*** Opening of EXERCISE DATA ***

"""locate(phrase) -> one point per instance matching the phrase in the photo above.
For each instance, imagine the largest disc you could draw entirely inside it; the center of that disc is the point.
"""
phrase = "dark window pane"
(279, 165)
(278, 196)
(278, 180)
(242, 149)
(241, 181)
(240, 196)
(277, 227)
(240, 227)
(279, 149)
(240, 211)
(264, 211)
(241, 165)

*** Close of EXERCISE DATA ***

PROBLEM STATEMENT: Filter the data for the string "instance" and copy every line that has it.

THE COMPLETED TASK:
"""locate(phrase) -> one point per instance matching the phrase in the photo above.
For each instance, imagine the largest disc you could draw entirely inside it; the center of that disc is the point.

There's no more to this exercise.